[Task description]
A single stretch of the material below is to be transcribed exactly, starting at the line with "positive clicks: (258, 263)" and ending after the line with "negative clicks: (259, 233)".
-*-*-
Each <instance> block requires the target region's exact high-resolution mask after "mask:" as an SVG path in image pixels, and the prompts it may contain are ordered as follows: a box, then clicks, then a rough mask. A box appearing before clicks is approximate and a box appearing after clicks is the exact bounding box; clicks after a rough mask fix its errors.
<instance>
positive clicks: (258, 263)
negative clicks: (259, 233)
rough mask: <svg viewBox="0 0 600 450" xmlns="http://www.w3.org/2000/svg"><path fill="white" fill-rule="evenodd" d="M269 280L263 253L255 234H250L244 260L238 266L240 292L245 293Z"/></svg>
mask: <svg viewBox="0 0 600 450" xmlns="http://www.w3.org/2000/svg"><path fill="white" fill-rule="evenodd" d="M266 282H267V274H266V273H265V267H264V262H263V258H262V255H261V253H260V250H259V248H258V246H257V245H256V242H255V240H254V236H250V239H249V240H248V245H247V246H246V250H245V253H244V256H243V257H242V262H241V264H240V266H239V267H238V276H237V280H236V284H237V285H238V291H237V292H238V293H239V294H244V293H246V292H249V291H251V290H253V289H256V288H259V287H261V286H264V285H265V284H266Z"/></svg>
-*-*-
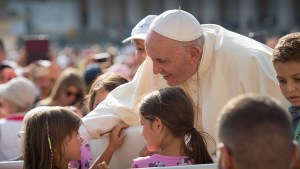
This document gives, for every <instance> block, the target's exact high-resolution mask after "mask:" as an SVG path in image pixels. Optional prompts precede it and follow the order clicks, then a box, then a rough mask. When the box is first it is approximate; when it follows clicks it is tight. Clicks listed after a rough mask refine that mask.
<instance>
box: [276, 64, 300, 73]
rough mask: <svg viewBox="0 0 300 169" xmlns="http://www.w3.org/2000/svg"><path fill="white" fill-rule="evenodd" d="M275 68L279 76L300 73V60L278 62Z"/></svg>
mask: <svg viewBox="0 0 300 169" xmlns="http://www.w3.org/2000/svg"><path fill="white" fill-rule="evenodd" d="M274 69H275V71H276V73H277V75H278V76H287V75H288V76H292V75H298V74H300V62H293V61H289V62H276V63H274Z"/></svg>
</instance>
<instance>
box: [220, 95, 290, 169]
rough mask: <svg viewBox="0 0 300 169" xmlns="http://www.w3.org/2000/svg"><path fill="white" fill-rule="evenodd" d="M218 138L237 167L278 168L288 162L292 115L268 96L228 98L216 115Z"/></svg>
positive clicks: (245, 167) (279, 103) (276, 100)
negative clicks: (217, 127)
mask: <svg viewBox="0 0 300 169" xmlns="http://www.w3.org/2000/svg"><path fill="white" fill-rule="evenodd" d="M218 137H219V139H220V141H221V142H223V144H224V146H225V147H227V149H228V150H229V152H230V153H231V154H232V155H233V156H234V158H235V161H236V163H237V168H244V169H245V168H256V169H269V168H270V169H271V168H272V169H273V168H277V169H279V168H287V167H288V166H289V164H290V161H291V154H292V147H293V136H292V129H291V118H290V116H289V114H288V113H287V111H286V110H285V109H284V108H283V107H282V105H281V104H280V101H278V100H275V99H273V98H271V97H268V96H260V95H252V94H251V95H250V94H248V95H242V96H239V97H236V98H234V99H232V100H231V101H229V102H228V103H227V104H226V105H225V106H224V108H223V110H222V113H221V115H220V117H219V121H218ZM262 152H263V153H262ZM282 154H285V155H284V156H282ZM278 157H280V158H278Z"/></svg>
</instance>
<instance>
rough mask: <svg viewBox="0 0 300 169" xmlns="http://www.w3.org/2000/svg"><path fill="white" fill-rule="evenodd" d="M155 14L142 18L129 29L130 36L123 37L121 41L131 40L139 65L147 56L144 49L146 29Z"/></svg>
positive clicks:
-*-*-
[Solved problem]
positive clicks: (258, 263)
negative clicks: (259, 233)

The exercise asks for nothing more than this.